:: Records to use ::

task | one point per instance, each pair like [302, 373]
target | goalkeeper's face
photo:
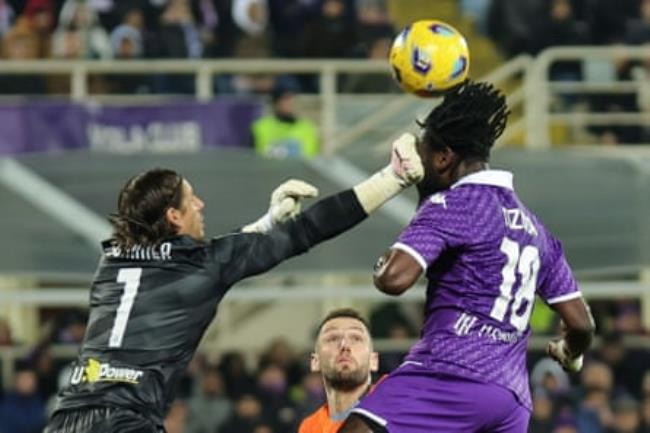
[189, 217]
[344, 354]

:::
:: Records to use ::

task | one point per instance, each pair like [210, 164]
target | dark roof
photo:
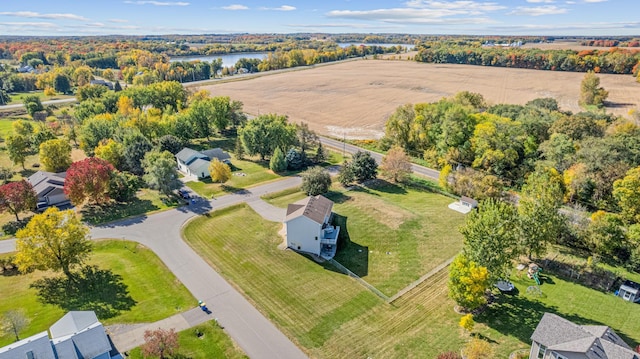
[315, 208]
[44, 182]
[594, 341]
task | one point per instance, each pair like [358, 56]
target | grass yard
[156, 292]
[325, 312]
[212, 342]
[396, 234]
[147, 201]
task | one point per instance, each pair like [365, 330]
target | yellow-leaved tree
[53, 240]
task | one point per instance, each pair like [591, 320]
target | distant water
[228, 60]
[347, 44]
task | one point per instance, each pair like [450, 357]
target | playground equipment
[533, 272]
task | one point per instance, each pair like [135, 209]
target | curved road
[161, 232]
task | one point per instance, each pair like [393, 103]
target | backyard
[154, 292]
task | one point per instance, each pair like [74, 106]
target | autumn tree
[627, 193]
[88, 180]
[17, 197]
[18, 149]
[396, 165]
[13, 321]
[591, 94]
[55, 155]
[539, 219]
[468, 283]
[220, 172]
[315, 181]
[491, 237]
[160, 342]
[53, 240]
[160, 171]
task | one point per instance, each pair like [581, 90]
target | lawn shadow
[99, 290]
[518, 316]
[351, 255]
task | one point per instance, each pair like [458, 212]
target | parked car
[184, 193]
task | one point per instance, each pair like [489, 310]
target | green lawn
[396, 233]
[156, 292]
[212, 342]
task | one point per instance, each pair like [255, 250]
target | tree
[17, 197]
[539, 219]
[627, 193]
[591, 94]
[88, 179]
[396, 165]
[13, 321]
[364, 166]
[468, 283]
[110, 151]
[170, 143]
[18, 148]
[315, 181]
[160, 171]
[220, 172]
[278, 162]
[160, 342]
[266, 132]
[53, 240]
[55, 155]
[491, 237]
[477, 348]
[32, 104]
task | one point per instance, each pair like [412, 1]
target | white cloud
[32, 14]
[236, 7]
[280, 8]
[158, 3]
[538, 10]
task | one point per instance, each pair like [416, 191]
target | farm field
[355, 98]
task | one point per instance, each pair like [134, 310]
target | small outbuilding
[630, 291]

:::

▶ **Work to be completed**
How many lines in the entries contain the string "tree"? Reply with the number alone.

▶ **Exercise output**
3